(TESTO)
▬▬▬
Vede un collegamento tra la denuncia di Blinken e il fatto che tra dieci giorni in Italia si vota
“Certo. C’è la preoccupazione che un governo di estrema destra in Italia sia più favorevole alla Russia. Ricordiamoci però che tra due mesi ci sono le midterm negli Usa, e i democratici vogliono ricordare ai nostri cittadini che quanto sentiranno durante la campagna elettorale potrebbe essere ispirato o promosso da Mosca”.
Davvero l’allarme riguarda anche Fratelli d’Italia?
“Non ho prove dirette personali, ma è un ritornello costante che c’è stata qualche assistenza. Se guarda bene la loro linea politica, alcuni aspetti riflettono le posizioni russe”.
Si riferisce a Fratelli d’Italia o alla Lega?
“La Lega è in circolazione da parecchio tempo ed era noto che riflettesse le prospettive russe. FdI è una formazione più recente, anche se erede di altri partiti, ed è cresciuta in maniera straordinaria nell’ultimo anno. Ciò obbliga a porsi domande su quali sono le fonti dei loro finanziamenti, delle posizioni prese e dell’aumento della popolarità”.
Loro dicono che sono atlantisti e resteranno fermi nel sostegno all’Ucraina. Teme che sia solo una mossa elettorale?
“Non lo sappiamo, perché finora non hanno mai guidato il governo e non possiamo prevedere come reagiranno. È vero che negli ultimi tempi hanno detto le cose giuste e se andranno al potere dovremmo incoraggiarli anche a farle. Però come si comporteranno davvero è un’incognita”.
Vale anche per la Lega?
“Sì, ma in questo caso qui ci sono le prove quanto meno delle discussioni avvenute sui finanziamenti”.
Si riferisce alle conversazioni di Savoini al Metropol?
“Certo”.
E sospetta anche di Forza Italia?
“Sì. È interessante che Berlusconi non fosse così filo russo, quando aveva fatto il premier la prima e la seconda volta, ma alla terza è completamente cambiato”.
Perché?
“Ha sviluppato uno stretto rapporto personale con Putin, e forti relazioni di business con la Russia”.
Come giudica gli sviluppi militari in Ucraina?
“Sapevamo che l’apparato militare russo era esausto. Kiev ora ha armi migliori, più precise e di lunga gittata, e le sta usando bene. La controffensiva continuerà”.
Perciò Putin cerca di usare le influenze politiche?
“Certo. Sta perdendo militarmente e soffrendo sul piano economico. Quindi deve usare i canali della disinformazione per dare l’impressione che le cose vadano meglio della realtà e dividere gli occidentali come ultima arma. Ma non ci riuscirà”.
▬▬▬
(OBIETTIVO DEL COMPITO)
Ricopia senza modifiche il passo del testo che va da "Loro dicono che" fino a "per la Lega?" incluso. I record non hanno alcun legame con il testo.

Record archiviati
▬▬▬
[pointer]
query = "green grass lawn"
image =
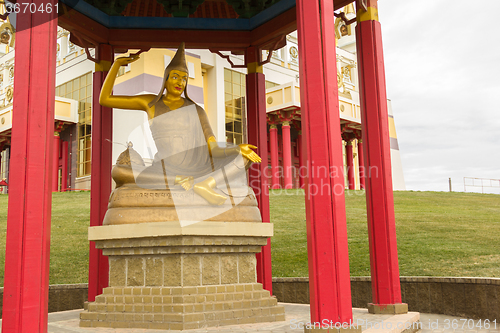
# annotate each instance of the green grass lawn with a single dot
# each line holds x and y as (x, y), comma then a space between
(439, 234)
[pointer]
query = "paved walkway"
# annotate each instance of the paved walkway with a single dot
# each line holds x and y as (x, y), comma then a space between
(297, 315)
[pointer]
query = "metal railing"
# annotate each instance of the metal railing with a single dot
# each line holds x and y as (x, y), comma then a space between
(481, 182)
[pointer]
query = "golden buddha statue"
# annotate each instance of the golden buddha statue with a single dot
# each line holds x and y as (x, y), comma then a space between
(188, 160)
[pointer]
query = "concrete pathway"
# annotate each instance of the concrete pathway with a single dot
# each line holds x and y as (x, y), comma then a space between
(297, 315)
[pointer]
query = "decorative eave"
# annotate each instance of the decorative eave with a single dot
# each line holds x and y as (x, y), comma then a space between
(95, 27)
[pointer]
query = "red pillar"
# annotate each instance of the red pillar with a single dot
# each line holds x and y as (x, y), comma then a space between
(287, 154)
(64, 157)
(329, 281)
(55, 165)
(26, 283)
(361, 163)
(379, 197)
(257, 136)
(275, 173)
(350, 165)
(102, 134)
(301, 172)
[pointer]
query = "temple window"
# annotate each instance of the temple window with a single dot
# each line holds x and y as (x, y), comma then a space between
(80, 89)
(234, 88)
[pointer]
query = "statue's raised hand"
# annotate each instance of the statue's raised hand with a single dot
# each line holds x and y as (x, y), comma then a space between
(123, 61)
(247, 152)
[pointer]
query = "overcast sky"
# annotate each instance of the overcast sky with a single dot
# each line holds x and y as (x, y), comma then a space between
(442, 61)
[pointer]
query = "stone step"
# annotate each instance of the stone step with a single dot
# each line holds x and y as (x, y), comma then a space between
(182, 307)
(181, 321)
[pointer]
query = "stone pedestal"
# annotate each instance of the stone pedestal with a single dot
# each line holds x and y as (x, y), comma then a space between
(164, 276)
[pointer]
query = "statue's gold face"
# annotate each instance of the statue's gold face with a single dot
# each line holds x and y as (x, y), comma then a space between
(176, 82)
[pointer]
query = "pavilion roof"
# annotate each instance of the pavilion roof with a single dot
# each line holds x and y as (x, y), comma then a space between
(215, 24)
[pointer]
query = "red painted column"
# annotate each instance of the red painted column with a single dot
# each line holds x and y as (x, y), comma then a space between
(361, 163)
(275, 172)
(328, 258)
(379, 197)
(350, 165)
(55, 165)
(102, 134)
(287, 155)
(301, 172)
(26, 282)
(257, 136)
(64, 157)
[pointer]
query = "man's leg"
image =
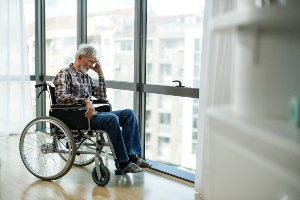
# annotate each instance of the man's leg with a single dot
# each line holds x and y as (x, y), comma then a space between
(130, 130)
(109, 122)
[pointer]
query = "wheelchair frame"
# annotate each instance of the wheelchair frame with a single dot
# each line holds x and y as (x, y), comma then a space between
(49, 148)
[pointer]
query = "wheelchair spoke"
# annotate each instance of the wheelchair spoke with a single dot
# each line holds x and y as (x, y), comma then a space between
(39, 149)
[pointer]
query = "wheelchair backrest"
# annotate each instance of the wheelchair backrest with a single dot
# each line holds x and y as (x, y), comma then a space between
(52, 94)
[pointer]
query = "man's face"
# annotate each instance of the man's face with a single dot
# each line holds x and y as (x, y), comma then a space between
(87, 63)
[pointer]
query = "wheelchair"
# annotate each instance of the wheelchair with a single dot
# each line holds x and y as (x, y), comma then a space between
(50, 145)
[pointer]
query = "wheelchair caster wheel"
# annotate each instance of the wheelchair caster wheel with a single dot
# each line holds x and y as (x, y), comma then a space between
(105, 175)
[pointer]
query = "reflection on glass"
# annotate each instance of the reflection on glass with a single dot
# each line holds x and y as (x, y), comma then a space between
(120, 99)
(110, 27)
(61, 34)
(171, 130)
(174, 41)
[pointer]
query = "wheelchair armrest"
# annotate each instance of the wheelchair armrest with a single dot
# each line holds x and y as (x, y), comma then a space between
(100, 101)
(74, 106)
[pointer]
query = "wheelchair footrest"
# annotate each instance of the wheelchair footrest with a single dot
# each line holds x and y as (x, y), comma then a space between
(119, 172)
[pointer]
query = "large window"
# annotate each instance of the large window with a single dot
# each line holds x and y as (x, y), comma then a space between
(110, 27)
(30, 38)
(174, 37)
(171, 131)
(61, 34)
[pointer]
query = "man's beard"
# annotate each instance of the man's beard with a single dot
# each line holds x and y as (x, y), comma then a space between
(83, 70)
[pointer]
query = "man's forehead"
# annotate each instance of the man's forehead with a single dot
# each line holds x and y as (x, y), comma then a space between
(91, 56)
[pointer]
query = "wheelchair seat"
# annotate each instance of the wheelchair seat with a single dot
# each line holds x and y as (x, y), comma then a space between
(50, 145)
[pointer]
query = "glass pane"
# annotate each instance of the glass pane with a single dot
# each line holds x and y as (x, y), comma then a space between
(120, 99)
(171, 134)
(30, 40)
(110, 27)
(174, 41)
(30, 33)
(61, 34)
▬▬▬
(RISPOSTA AL PROBLEMA)
Loro dicono che sono atlantisti e resteranno fermi nel sostegno all’Ucraina. Teme che sia solo una mossa elettorale?
“Non lo sappiamo, perché finora non hanno mai guidato il governo e non possiamo prevedere come reagiranno. È vero che negli ultimi tempi hanno detto le cose giuste e se andranno al potere dovremmo incoraggiarli anche a farle. Però come si comporteranno davvero è un’incognita”.
Vale anche per la Lega?